Aim of the task. Please extract each line of the rows below that contains the word "steam".
++++ Provided records ++++
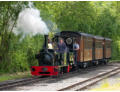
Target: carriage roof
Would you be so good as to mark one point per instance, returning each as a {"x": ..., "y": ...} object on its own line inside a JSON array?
[{"x": 81, "y": 34}]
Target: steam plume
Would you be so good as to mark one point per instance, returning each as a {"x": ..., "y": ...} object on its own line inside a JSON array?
[{"x": 30, "y": 23}]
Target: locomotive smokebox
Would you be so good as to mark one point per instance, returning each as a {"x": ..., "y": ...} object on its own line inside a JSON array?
[{"x": 46, "y": 43}]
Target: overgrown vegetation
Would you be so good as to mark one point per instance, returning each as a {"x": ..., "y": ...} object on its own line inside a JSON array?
[{"x": 98, "y": 18}]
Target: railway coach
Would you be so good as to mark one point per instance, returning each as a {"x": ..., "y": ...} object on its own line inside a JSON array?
[{"x": 92, "y": 51}]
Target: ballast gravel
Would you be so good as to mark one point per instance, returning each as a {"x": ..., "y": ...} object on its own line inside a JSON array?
[{"x": 59, "y": 84}]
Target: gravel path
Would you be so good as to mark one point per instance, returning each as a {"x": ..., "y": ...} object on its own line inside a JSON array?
[{"x": 58, "y": 84}]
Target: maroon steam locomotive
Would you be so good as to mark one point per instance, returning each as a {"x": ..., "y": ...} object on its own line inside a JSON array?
[{"x": 93, "y": 50}]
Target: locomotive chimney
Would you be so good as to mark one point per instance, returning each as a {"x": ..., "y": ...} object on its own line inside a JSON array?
[{"x": 46, "y": 42}]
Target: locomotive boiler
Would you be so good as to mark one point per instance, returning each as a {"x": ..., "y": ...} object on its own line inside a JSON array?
[{"x": 94, "y": 50}]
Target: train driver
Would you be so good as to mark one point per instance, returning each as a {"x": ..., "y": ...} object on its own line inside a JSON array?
[
  {"x": 50, "y": 46},
  {"x": 61, "y": 49},
  {"x": 75, "y": 48}
]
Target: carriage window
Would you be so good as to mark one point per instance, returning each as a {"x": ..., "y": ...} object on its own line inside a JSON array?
[
  {"x": 88, "y": 44},
  {"x": 98, "y": 45},
  {"x": 69, "y": 41}
]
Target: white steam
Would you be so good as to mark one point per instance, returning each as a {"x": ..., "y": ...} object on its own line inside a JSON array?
[{"x": 30, "y": 23}]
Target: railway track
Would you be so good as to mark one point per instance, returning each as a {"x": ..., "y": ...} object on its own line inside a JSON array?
[
  {"x": 25, "y": 81},
  {"x": 89, "y": 82}
]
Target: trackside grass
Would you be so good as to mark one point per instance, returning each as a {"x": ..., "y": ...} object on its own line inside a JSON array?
[{"x": 18, "y": 75}]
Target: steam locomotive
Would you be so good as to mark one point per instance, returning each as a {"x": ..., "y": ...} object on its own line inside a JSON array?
[{"x": 93, "y": 50}]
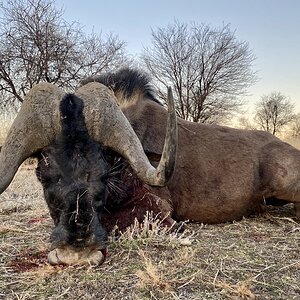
++++
Solved problem.
Target: steam plume
Target: maroon steam locomotive
Target: white steam
Target: steam locomotive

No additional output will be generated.